▸ Extrait source:
+-------+

La Chine, à la différence de l’Europe, n’a raté aucune révolution technologique, et dispose de champions nationaux dans chacun de ces nouveaux secteurs (smartphones, intelligence artificielle, véhicules électriques, e-commerce, etc.). Encore distancée dans certains domaines industriels plus historiques, telle que l’aéronautique ou le spatial, elle rattrape rapidement son retard, comme elle l’a déjà fait dans l’automobile, le ferroviaire, ou encore le nucléaire.
Son modèle mêlant protectionnisme et ouverture au monde, économie de marché et économie planifiée, combiné à une éducation de masse de qualité, a ainsi permis une élévation réelle du niveau de vie global de la population, et s’avère pour l’heure une réussite dans l’ensemble, en dépit d’une demande intérieure qui reste faible et d’une crise immobilière qui se prolonge.
L’opposition peut être schématisée ainsi : là où le modèle libéral, du fait d’un effondrement continu de son système d’éducation général, fait reposer sa croissance future sur une fraction de plus en plus réduite d’individus (qu’il se retrouve d’ailleurs de manière croissante, en raison de l’attrition du vivier, à « débaucher » de l’étranger, par la promesse de meilleures perspectives d’évolutions personnelles), son rival asiatique, lui, s’est employé méthodiquement à en élargir l’assise.
La place des milliardaires offre, dans cette perspective, une illustration exemplaire de l’antagonisme qui s’accroît entre les sociétés américaine et chinoise. Spengler, dans Prussianité et socialisme, aimait à caractériser les milliardaires Yankees comme « des citoyens privés qui règnent sur des pays étrangers par l’intermédiaire d’une classe subalterne de politiciens professionnels ». Si l’invasion américaine de l’Irak pourrait s’analyser dans ce cadre, à l’aune des intérêts des compagnies pétrolières notamment, la « prise de pouvoir » des milliardaires, dans la nouvelle présidence Trump, marque une forme de radicalisation de la perspective spenglérienne, par l’économie qui y est faite, et même revendiquée, du personnel politique « conventionnel ». Désormais, les milliardaires exercent directement les responsabilités étatiques, sans s’embarrasser d’un quelconque « proxy » (on notera d’ailleurs que cette « liquidation » des intermédiaires et des formes est tout à fait dans l’esprit du libéralisme).

+-------+

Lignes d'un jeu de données
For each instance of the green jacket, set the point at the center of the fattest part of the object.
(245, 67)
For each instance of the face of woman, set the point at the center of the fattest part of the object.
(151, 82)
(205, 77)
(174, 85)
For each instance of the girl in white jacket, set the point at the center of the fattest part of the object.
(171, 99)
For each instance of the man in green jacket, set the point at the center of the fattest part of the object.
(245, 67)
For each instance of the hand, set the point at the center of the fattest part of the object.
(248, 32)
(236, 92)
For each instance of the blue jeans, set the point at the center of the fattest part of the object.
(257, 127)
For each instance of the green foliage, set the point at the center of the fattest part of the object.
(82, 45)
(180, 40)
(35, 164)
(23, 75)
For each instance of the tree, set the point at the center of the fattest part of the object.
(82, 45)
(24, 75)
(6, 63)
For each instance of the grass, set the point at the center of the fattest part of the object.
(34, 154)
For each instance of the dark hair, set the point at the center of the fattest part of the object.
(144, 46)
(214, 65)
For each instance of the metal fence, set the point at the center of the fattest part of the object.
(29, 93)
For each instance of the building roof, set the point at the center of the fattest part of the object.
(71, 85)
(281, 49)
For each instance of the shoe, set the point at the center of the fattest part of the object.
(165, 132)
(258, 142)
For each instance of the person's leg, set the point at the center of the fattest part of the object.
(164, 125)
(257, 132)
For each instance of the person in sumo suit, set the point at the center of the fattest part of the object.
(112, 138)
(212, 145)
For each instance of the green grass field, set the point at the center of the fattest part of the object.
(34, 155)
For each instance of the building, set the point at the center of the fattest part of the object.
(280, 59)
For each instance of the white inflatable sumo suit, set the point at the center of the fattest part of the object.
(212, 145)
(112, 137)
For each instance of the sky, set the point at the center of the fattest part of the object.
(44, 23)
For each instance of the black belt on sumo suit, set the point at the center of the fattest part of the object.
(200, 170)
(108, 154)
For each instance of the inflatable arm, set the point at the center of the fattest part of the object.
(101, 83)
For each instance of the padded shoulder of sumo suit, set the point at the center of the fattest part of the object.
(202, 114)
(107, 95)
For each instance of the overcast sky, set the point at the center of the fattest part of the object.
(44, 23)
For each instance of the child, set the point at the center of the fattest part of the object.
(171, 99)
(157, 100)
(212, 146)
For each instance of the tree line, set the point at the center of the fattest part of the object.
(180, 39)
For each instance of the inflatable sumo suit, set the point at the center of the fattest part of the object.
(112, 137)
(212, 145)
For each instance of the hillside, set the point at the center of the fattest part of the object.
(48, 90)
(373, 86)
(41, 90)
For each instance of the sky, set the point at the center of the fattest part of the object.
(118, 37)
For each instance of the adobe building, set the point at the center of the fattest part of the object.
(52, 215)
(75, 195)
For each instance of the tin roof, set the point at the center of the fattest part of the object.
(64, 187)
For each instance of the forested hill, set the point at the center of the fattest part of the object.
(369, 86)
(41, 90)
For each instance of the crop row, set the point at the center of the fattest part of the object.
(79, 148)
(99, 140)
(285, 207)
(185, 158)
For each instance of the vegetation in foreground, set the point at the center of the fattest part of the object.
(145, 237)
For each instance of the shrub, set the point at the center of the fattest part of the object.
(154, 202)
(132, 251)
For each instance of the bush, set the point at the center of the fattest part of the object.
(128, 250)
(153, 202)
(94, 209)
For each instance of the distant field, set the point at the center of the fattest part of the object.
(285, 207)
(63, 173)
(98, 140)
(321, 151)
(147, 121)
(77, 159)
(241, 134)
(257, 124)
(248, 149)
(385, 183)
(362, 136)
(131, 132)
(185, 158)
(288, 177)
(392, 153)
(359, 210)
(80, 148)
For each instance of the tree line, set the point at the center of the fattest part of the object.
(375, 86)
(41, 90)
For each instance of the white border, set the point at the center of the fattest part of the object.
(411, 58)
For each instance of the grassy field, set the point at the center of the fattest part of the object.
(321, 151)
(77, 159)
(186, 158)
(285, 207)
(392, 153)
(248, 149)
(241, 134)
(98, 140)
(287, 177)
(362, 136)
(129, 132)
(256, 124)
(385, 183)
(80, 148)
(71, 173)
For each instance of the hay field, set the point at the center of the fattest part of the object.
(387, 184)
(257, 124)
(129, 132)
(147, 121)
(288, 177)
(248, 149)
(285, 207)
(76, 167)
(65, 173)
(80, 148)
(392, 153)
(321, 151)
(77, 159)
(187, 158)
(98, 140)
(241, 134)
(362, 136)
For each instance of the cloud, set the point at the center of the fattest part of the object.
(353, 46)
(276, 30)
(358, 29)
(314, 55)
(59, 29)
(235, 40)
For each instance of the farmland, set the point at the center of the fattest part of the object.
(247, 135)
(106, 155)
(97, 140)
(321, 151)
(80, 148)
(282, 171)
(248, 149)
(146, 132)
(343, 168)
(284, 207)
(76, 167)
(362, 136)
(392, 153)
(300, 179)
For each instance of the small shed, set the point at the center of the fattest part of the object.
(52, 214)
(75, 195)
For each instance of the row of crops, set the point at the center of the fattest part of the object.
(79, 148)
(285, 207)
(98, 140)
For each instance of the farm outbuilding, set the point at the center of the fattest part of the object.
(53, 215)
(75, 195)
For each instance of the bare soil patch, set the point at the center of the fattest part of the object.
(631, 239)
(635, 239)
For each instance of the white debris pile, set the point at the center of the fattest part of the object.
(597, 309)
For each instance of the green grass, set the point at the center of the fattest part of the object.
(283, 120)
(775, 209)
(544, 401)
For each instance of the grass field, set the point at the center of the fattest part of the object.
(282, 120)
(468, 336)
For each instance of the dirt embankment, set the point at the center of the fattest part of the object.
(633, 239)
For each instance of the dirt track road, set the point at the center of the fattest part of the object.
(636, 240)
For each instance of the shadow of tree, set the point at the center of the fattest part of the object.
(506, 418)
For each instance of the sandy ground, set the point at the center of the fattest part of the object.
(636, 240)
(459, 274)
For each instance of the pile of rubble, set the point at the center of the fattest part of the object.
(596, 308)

+-------+

▸ Consigne:
Reproduisez mot pour mot le passage du texte sur la Chine qui va de « Son modèle mêlant » jusqu'à « qui se prolonge. » compris.

▸ Réponse:
Son modèle mêlant protectionnisme et ouverture au monde, économie de marché et économie planifiée, combiné à une éducation de masse de qualité, a ainsi permis une élévation réelle du niveau de vie global de la population, et s’avère pour l’heure une réussite dans l’ensemble, en dépit d’une demande intérieure qui reste faible et d’une crise immobilière qui se prolonge.